[Task material]:
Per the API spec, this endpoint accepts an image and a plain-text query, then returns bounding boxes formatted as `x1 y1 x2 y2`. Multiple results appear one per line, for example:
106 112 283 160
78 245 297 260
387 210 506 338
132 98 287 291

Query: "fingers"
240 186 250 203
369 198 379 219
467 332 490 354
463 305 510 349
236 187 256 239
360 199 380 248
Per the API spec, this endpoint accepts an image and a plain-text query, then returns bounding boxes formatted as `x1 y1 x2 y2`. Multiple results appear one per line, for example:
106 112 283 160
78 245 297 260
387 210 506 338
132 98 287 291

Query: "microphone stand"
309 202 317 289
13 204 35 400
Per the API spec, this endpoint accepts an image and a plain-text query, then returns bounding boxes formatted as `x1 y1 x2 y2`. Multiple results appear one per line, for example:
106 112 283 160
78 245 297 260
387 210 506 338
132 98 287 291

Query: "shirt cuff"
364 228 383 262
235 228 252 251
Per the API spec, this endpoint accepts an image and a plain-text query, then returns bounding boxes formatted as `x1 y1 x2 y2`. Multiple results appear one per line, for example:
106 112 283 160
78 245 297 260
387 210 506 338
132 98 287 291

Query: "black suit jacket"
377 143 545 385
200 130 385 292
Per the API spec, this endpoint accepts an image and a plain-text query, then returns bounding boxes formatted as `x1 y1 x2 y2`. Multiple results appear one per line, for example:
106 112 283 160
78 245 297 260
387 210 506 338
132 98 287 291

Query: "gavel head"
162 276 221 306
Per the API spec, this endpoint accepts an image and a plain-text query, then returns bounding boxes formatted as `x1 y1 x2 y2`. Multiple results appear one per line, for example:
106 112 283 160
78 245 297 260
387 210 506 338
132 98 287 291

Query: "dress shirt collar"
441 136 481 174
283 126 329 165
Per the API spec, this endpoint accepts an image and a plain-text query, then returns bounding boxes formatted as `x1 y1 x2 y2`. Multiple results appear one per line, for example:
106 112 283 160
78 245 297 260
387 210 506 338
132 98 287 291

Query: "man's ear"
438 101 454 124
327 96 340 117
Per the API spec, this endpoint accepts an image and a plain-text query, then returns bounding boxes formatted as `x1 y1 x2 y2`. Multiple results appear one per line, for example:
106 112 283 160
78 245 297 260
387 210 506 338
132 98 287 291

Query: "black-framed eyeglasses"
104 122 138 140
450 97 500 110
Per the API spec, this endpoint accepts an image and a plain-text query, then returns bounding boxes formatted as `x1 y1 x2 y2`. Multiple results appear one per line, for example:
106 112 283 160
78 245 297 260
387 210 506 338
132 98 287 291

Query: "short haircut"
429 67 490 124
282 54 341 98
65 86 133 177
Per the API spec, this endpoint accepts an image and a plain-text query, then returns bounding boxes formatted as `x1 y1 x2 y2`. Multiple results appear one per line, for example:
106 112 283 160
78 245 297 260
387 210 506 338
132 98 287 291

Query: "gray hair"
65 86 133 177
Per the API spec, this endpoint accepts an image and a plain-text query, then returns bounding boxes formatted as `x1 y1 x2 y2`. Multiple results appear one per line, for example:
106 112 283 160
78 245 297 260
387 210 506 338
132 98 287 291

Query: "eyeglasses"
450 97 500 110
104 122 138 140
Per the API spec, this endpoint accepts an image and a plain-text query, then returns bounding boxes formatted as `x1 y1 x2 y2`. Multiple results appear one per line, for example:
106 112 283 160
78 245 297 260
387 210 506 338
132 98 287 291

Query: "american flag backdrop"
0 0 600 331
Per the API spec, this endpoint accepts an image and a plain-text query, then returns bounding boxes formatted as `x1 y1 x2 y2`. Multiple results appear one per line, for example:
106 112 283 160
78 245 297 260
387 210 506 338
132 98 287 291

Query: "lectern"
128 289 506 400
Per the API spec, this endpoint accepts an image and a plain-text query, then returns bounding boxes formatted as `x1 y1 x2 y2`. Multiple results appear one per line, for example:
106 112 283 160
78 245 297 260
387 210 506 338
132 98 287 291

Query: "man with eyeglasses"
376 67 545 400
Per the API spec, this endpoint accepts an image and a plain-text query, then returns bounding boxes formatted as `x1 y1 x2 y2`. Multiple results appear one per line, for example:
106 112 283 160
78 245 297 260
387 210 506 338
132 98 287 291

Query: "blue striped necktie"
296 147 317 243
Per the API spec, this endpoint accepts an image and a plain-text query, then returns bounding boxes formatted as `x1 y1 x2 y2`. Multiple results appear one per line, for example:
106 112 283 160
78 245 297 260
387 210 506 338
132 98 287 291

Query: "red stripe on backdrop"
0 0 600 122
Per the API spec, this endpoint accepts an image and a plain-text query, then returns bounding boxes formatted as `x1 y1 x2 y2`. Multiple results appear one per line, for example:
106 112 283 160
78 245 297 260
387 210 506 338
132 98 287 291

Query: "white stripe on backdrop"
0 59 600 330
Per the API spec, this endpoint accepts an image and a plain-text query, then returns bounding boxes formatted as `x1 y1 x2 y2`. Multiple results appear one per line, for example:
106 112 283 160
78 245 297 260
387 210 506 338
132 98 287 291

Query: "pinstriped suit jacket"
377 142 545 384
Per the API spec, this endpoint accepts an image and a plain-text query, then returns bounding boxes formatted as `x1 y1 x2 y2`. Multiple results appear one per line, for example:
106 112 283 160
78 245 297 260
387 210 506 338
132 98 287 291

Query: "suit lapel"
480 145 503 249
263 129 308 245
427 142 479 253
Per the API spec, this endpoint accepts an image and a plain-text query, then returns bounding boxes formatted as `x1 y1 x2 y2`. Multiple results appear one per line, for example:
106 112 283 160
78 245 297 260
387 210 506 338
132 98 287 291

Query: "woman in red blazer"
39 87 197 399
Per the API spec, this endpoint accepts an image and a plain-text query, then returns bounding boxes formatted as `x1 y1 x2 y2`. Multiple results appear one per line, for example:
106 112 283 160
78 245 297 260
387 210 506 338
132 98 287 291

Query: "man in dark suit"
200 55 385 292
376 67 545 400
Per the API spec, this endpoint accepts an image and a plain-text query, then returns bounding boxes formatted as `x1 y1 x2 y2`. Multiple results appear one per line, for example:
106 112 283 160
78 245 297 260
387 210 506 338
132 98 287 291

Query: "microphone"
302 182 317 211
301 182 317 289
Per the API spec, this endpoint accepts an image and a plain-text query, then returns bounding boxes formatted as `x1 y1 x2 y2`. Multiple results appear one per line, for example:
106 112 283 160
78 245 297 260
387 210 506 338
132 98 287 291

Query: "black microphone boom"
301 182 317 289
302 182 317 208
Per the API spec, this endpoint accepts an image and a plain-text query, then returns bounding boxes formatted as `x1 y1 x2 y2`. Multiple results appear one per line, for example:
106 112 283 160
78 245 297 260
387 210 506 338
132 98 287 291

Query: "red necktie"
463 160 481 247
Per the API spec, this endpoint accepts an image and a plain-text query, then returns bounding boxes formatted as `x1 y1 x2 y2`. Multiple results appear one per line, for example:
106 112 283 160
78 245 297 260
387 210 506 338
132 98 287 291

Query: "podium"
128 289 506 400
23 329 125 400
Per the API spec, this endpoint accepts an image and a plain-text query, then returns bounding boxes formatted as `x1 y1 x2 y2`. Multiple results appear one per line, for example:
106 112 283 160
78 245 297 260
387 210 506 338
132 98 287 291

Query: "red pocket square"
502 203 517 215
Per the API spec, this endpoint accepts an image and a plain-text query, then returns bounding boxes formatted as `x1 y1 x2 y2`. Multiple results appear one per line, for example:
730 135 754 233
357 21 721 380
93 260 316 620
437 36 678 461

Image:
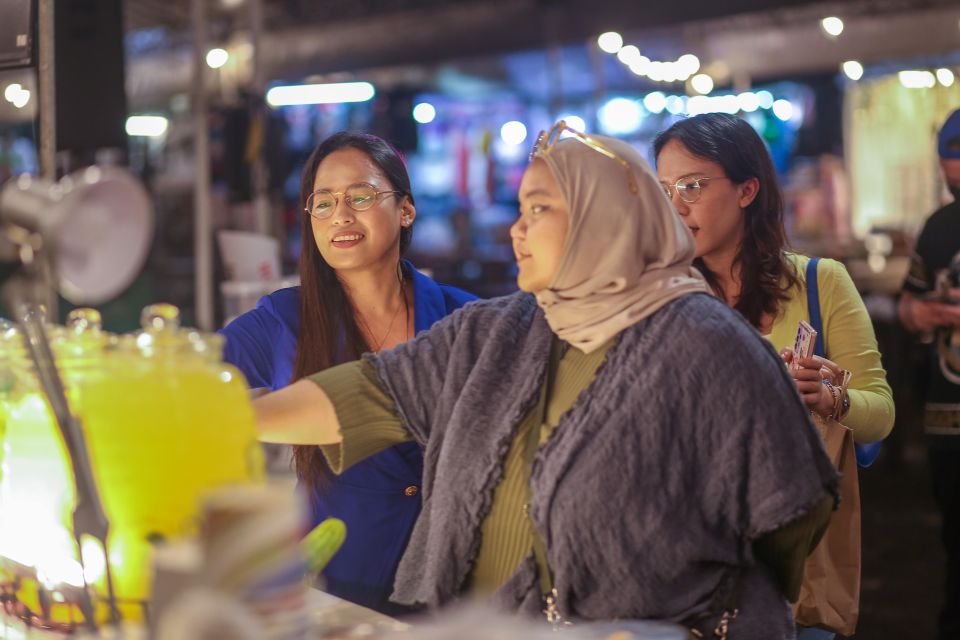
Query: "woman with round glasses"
222 127 474 614
654 114 894 639
654 113 894 443
255 123 836 638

[Exercise details]: Format every line of the listing above as a Markdown table with the columns Row and Line, numbering the rows in order and skipping blank lines. Leave the pictures out.

[Correct response]:
| Row | Line |
|---|---|
| 1 | Per the API spec, this endpoint accepts an image and a plain-text query, then returns bounding boxes formatted as `x1 y1 x2 y2`. Multiple results appear one per line, for example: |
| 2 | 106 112 283 160 |
| 3 | 78 245 297 260 |
| 4 | 387 210 506 338 |
| 5 | 132 98 287 291 |
| 6 | Query: "fingers" |
| 7 | 240 186 250 203 |
| 8 | 369 198 379 219 |
| 9 | 467 332 490 354 |
| 10 | 463 305 510 349 |
| 11 | 236 187 256 239 |
| 12 | 360 199 380 248 |
| 13 | Per the API spec, this endpoint accepts an image and a plain-text query, then returns bounding boxes formatted as `x1 y1 x2 y2`. Multiple results appear one per line, for example: |
| 14 | 106 112 283 160 |
| 15 | 78 245 297 260 |
| 16 | 387 210 506 338 |
| 17 | 132 98 287 291 |
| 18 | Query: "microphone stand" |
| 19 | 309 202 317 289 |
| 20 | 13 204 35 400 |
| 21 | Per the API spec, this endpoint accepts an image and a plain-text query, then returns bounding boxes formatted as `x1 y1 x2 y2`. Multiple results appear one per line, for example: |
| 22 | 106 112 283 160 |
| 23 | 78 245 297 260 |
| 24 | 387 210 506 338 |
| 25 | 132 98 287 291 |
| 26 | Query: "shirt cuff" |
| 27 | 364 228 383 262 |
| 28 | 235 228 252 251 |
| 29 | Per the API spec, this endpoint accepts an image and a plain-text query, then returns bounding boxes formatted as `x1 y1 x2 y2`. Multiple results appear one per line, for example: |
| 30 | 106 112 283 160 |
| 31 | 78 245 297 260 |
| 32 | 387 210 506 338 |
| 33 | 132 98 287 291 |
| 34 | Query: "black suit jacket" |
| 35 | 377 143 545 385 |
| 36 | 200 130 385 292 |
| 37 | Per the API spec, this endpoint accepts an image and a plain-text query, then returns bounding boxes formatted as `x1 y1 x2 y2`. Multiple results appear one per line, for example: |
| 38 | 106 112 283 160 |
| 39 | 78 245 297 260 |
| 40 | 387 210 506 338 |
| 41 | 132 98 287 291 |
| 42 | Query: "gavel head" |
| 43 | 162 276 221 306 |
| 44 | Per the API spec, this endpoint accepts an image and a plain-text query, then returns bounding boxes formatted as `x1 y1 x2 y2`. Multiple results appear one per line, for example: |
| 45 | 106 112 283 160 |
| 46 | 78 245 297 260 |
| 47 | 387 210 506 338 |
| 48 | 132 98 287 291 |
| 49 | Query: "dress shirt collar" |
| 50 | 441 136 481 174 |
| 51 | 283 126 329 165 |
| 52 | Per the API spec, this endpoint accepts an image and a plain-text query, then returns bounding boxes formatted as `x1 y1 x2 y2`. Multiple results appear one per line, for example: |
| 53 | 106 112 283 160 |
| 54 | 78 245 297 260 |
| 55 | 387 210 506 338 |
| 56 | 132 98 287 291 |
| 57 | Query: "man's ear" |
| 58 | 438 101 454 124 |
| 59 | 327 96 340 117 |
| 60 | Per the API spec, this endpoint accepts an image and a plain-text query, then returns bounding boxes formatted as `x1 y1 x2 y2`. Multiple results appear one per line, for example: |
| 61 | 106 112 283 160 |
| 62 | 78 245 297 260 |
| 63 | 387 210 506 338 |
| 64 | 132 98 287 291 |
| 65 | Query: "black-framed eyeglasses" |
| 66 | 104 122 138 140 |
| 67 | 450 97 500 110 |
| 68 | Per the API spec, this endpoint accepts an image and a plain-text query, then returns bounding boxes formatted as `x1 y1 x2 y2`. Multiple results appear one per line, for example: |
| 69 | 106 112 283 160 |
| 70 | 78 245 297 260 |
| 71 | 387 210 506 338 |
| 72 | 132 98 287 291 |
| 73 | Query: "short haircut" |
| 74 | 429 67 490 124 |
| 75 | 282 54 341 98 |
| 76 | 65 86 133 177 |
| 77 | Per the API spec, this endpoint accepts an image and a plain-text query, then returns bounding boxes formatted as `x1 y1 x2 y2`. Multiple results appear one per line, for example: |
| 78 | 106 112 283 160 |
| 79 | 78 245 297 260 |
| 80 | 387 210 506 338 |
| 81 | 132 98 287 291 |
| 82 | Query: "gray hair" |
| 83 | 65 86 133 177 |
| 84 | Per the API spec, this endpoint accepts an image and a plain-text query, then returns bounding boxes formatted as `x1 y1 x2 y2`. Multiple results appear one per line, for example: |
| 85 | 106 112 283 160 |
| 86 | 78 245 297 260 |
| 87 | 387 210 506 338 |
| 88 | 132 98 287 291 |
| 89 | Query: "eyeglasses" |
| 90 | 450 97 500 110 |
| 91 | 104 122 138 140 |
| 92 | Per the API spec, this endpoint accepts an image and a plain-text query, then returns bounding boxes formatted as `x1 y1 x2 y2`. Multiple results appear one per line, for example: |
| 93 | 106 112 283 160 |
| 94 | 78 245 297 260 |
| 95 | 387 210 506 338 |
| 96 | 132 98 287 291 |
| 97 | Query: "american flag backdrop" |
| 98 | 0 0 600 331 |
| 99 | Per the API spec, this endpoint accepts an image and a plain-text query, then returns bounding boxes formatted as `x1 y1 x2 y2`. Multiple results appear one per line, for example: |
| 100 | 106 112 283 160 |
| 101 | 78 245 297 260 |
| 102 | 387 210 506 338 |
| 103 | 132 98 287 291 |
| 104 | Query: "lectern" |
| 105 | 128 289 506 400 |
| 106 | Per the API spec, this endpoint accepts an image and a plain-text query, then returns bounding boxes formatted as `x1 y1 x2 y2`. Multiple results appear one per line, for example: |
| 107 | 106 112 283 160 |
| 108 | 78 245 297 260 |
| 109 | 387 210 506 338 |
| 110 | 132 98 287 291 |
| 111 | Query: "man with eyeglasses" |
| 112 | 376 67 545 400 |
| 113 | Per the API spec, this endpoint accepts an image and a plain-text query, then returns bounding boxes formatted as `x1 y1 x2 y2`. Multiple results appear one per line, for example: |
| 114 | 106 112 283 160 |
| 115 | 78 245 297 260 |
| 116 | 387 210 506 338 |
| 117 | 132 98 287 291 |
| 118 | Query: "blue striped necktie" |
| 119 | 296 147 317 243 |
| 120 | Per the API spec, this endpoint accepts an image and a plain-text query, then returns bounding boxes formatted as `x1 y1 x2 y2`. Multiple results appear one per line, for example: |
| 121 | 106 112 283 160 |
| 122 | 78 245 297 260 |
| 123 | 387 210 506 338 |
| 124 | 132 98 287 291 |
| 125 | Query: "red stripe on backdrop" |
| 126 | 0 0 600 122 |
| 127 | Per the API spec, this endpoint accepts an image and a plain-text query, then returns bounding boxes formatted as `x1 y1 x2 y2`. Multiple results appear one per line, for example: |
| 128 | 106 112 283 160 |
| 129 | 78 245 297 260 |
| 130 | 387 210 506 338 |
| 131 | 132 98 287 291 |
| 132 | Query: "white stripe on backdrop" |
| 133 | 0 59 600 330 |
| 134 | Per the API spec, this endpoint accepts an image and a plain-text query, then returns bounding boxes formatted as `x1 y1 x2 y2`. Multiple results appear one per line, for example: |
| 135 | 106 112 283 160 |
| 136 | 78 245 297 260 |
| 137 | 387 210 506 338 |
| 138 | 132 98 287 291 |
| 139 | Query: "pinstriped suit jacket" |
| 140 | 377 142 545 384 |
| 141 | Per the API spec, this endpoint accepts an image and a plain-text query, then returns bounding boxes formatted as `x1 y1 x2 y2`. Multiple results appear one per line, for example: |
| 142 | 106 112 283 160 |
| 143 | 78 245 297 260 |
| 144 | 387 210 506 338 |
| 145 | 132 98 287 291 |
| 146 | Query: "suit lapel" |
| 147 | 480 145 503 249 |
| 148 | 263 129 308 245 |
| 149 | 427 142 479 253 |
| 150 | Per the API spec, this endpoint accepts an image and a plain-text query, then returns bounding boxes formatted as `x1 y1 x2 y2`. Multiple results appear one per line, for example: |
| 151 | 106 112 283 160 |
| 152 | 78 245 297 260 |
| 153 | 387 210 506 338 |
| 154 | 132 98 287 291 |
| 155 | Query: "woman in red blazer" |
| 156 | 39 87 197 399 |
| 157 | Per the API spec, this endpoint accepts an image and a plain-text query, then returns bounding boxes formatted as `x1 y1 x2 y2`. Multiple results appear one per line, for example: |
| 158 | 106 112 283 160 |
| 159 | 78 245 297 260 |
| 160 | 387 210 506 338 |
| 161 | 132 98 287 291 |
| 162 | Query: "man in dark suit" |
| 163 | 200 55 385 292 |
| 164 | 376 67 545 400 |
| 165 | Per the API spec, this endpoint accepts an image and a plain-text query, then returns bounding boxes formatted as `x1 y1 x2 y2`. Multiple results appear one per line, for example: |
| 166 | 106 112 283 160 |
| 167 | 78 245 297 260 |
| 168 | 387 210 506 338 |
| 169 | 132 98 287 291 |
| 170 | Query: "microphone" |
| 171 | 302 182 317 211 |
| 172 | 301 182 317 289 |
| 173 | Per the API spec, this endpoint accepts an image and a plain-text query, then returns bounding boxes formatted as `x1 y1 x2 y2`. Multiple results appear one per line, for example: |
| 174 | 106 112 283 160 |
| 175 | 78 245 297 260 |
| 176 | 387 210 506 338 |
| 177 | 132 98 287 291 |
| 178 | Query: "black microphone boom" |
| 179 | 301 182 317 289 |
| 180 | 302 182 317 208 |
| 181 | Per the API spec, this endpoint accepts an image and a plain-text query, then returns bounding boxes formatted as `x1 y1 x2 y2`. Multiple results appear one per line, for example: |
| 182 | 106 112 283 160 |
| 183 | 78 245 297 260 |
| 184 | 387 210 506 338 |
| 185 | 132 98 287 291 |
| 186 | Query: "red necktie" |
| 187 | 463 160 481 247 |
| 188 | Per the API spec, this endpoint accepts an image and a plain-text query, then returns bounding boxes formatted as `x1 y1 x2 y2`. Multiple results appear one per line, for example: |
| 189 | 106 112 283 160 |
| 190 | 78 245 297 260 |
| 191 | 387 210 506 338 |
| 192 | 132 98 287 291 |
| 193 | Query: "podium" |
| 194 | 128 289 506 400 |
| 195 | 23 329 125 400 |
| 196 | Per the API spec, this endpoint accepts an image and a plain-text query, then returns bounding boxes formatted as `x1 y1 x2 y2`. Multiple results appear one per line, for example: |
| 197 | 106 112 283 160 |
| 198 | 78 245 297 260 |
| 199 | 387 210 506 338 |
| 200 | 132 98 287 291 |
| 201 | Query: "red pocket square" |
| 202 | 502 203 517 215 |
| 203 | Per the API spec, this endpoint accepts an image and a plain-text query, then returns bounding boxes formatted as `x1 y1 x2 y2`. Multiple results appear one per line, for example: |
| 204 | 730 135 754 233 |
| 205 | 357 21 721 380 |
| 206 | 93 260 316 620 |
| 207 | 437 36 678 461 |
| 208 | Image: |
| 209 | Query: "woman with round glasses" |
| 210 | 222 127 474 614 |
| 211 | 654 114 894 639 |
| 212 | 654 113 894 443 |
| 213 | 255 123 836 638 |